-- Begin EXCERPTED DATA --

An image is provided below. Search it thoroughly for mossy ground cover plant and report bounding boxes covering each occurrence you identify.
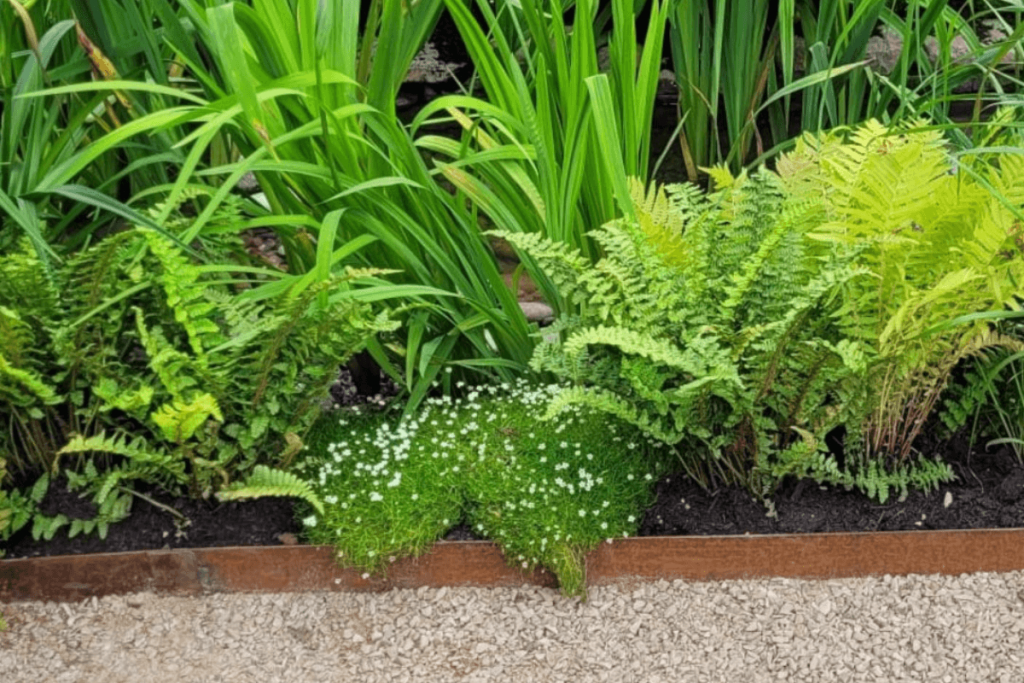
[299,382,665,595]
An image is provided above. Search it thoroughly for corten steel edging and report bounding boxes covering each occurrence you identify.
[6,529,1024,602]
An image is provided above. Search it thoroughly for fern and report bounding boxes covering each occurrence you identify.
[779,122,1024,469]
[217,465,324,515]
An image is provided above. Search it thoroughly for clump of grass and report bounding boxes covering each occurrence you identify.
[299,382,663,595]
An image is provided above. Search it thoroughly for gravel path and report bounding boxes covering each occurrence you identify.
[0,572,1024,683]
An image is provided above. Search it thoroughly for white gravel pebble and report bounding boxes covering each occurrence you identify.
[0,571,1024,683]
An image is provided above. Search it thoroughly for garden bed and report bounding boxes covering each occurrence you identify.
[6,432,1024,559]
[0,432,1024,600]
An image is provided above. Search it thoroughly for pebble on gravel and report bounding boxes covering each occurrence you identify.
[0,571,1024,683]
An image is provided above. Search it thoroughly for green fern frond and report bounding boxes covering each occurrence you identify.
[217,465,324,514]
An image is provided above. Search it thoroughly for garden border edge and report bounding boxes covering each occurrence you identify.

-- End EXCERPTED DATA --

• [EXERCISE PROMPT]: Reproduce the material above word for word, line by line, leaving out the pictures.

• [SOLVED EXERCISE]:
An image is provided below. Search it thoroughly for mossy ground cover plant and report bounding boxes covering each occurrence you identify.
[299,382,665,595]
An image is provided above. Search it thoroughly for corten steel edging and report bounding boxes covering each occurrence you identify.
[6,529,1024,602]
An image is provided above. Search it thoroughly for fern and report bounding boxes covering each occurrence you identify.
[779,122,1024,469]
[217,465,324,515]
An image is provided above. Search it thoroughly for clump of grass and report bounding boxes covering each occurrence you identify.
[299,382,663,595]
An image is provided above. Search it thoroughly for gravel path and report bounding boxes covering each occurrence you identify.
[0,572,1024,683]
An image is provided above. Search it thoroughly for white gravel pebble and report bounding boxes covering each occurrence you identify.
[0,571,1024,683]
An image is provided above. Search it thoroughly for garden bed and report bounding boxes covering each occurrence you identify.
[6,432,1024,559]
[0,432,1024,600]
An image is provided above. Search it thoroughly for pebble on gravel and report bounding boxes covering each occurrence you identify.
[0,571,1024,683]
An image is provided above. Search it thoroughly for green fern frond and report bounding boxes covering each occurrence you identify.
[217,465,324,514]
An image is provided above. Search it thoroughly for garden border edge and report bounding boxes covering each occurrence you identify.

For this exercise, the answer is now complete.